**TASK STATEMENT**
Rewrite each of the items below, swapping every instance of "Quality check round" for "Audit round" and changing nothing else.

──────── DATA EXTRACT

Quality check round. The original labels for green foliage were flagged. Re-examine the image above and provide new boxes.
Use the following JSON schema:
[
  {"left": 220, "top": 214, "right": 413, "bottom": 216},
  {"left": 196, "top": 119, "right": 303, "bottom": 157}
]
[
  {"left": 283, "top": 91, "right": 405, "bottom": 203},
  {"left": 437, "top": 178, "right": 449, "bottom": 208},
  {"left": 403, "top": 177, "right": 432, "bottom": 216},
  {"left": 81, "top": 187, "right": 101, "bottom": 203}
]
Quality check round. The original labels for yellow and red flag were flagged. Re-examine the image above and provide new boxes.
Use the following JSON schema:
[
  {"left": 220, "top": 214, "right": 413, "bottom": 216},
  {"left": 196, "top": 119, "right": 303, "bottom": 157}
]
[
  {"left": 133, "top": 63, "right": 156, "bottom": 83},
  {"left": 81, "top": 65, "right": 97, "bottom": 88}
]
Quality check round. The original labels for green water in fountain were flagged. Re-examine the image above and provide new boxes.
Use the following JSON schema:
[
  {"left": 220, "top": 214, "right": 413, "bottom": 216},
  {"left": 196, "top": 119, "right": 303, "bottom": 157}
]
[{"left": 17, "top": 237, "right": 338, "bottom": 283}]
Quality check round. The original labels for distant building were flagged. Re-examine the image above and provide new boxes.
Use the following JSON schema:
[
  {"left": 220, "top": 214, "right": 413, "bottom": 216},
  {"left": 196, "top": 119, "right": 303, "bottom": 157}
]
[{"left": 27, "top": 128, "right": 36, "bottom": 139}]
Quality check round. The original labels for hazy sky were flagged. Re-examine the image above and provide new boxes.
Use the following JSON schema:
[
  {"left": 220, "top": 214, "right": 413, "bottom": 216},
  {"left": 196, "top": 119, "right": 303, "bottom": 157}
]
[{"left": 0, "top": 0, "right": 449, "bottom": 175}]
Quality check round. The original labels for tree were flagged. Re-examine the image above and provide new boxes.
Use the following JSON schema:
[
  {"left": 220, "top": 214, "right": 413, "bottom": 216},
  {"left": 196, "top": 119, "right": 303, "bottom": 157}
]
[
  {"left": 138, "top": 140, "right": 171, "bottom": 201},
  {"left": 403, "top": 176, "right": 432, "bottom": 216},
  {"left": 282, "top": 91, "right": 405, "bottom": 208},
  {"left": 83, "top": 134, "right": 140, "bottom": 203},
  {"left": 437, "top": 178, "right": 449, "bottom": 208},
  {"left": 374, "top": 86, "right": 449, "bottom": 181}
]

────────────────

**RESULT OF THIS TASK**
Audit round. The original labels for green foliage were flagged. Re-examine the image above and provide new boxes.
Use the following JSON schema:
[
  {"left": 220, "top": 214, "right": 413, "bottom": 216},
  {"left": 196, "top": 119, "right": 303, "bottom": 157}
]
[
  {"left": 283, "top": 91, "right": 405, "bottom": 203},
  {"left": 437, "top": 178, "right": 449, "bottom": 208},
  {"left": 403, "top": 177, "right": 432, "bottom": 216},
  {"left": 81, "top": 187, "right": 101, "bottom": 203}
]
Audit round. The original labels for yellow and red flag were flagged. Re-examine the image above and provide new boxes.
Use the following JSON schema:
[
  {"left": 220, "top": 214, "right": 413, "bottom": 216},
  {"left": 196, "top": 119, "right": 303, "bottom": 157}
]
[
  {"left": 133, "top": 63, "right": 156, "bottom": 83},
  {"left": 81, "top": 65, "right": 97, "bottom": 88}
]
Audit round. The original labels for green water in fountain were flagged. Re-examine the image above and provide new boxes.
Use the following JSON schema:
[
  {"left": 220, "top": 214, "right": 413, "bottom": 216},
  {"left": 196, "top": 119, "right": 303, "bottom": 157}
]
[{"left": 17, "top": 237, "right": 338, "bottom": 283}]
Audit round. The original labels for distant building were flagged. Re-examine the image above and provide new boxes.
Use the following JSON schema:
[
  {"left": 220, "top": 214, "right": 413, "bottom": 216},
  {"left": 196, "top": 119, "right": 303, "bottom": 157}
]
[{"left": 27, "top": 128, "right": 36, "bottom": 139}]
Audit round. The original labels for hazy sky were flagged. Re-examine the image above and provide new boxes.
Use the following JSON schema:
[
  {"left": 220, "top": 214, "right": 413, "bottom": 216},
  {"left": 196, "top": 119, "right": 303, "bottom": 157}
]
[{"left": 0, "top": 0, "right": 449, "bottom": 175}]
Audit round. The original labels for tree were flagged. Re-examine the image above and provide new boxes.
Use the following JSON schema:
[
  {"left": 220, "top": 214, "right": 413, "bottom": 216},
  {"left": 196, "top": 119, "right": 303, "bottom": 157}
]
[
  {"left": 138, "top": 140, "right": 171, "bottom": 201},
  {"left": 403, "top": 176, "right": 432, "bottom": 216},
  {"left": 282, "top": 91, "right": 405, "bottom": 208},
  {"left": 83, "top": 134, "right": 140, "bottom": 203},
  {"left": 437, "top": 178, "right": 449, "bottom": 208},
  {"left": 374, "top": 86, "right": 449, "bottom": 181}
]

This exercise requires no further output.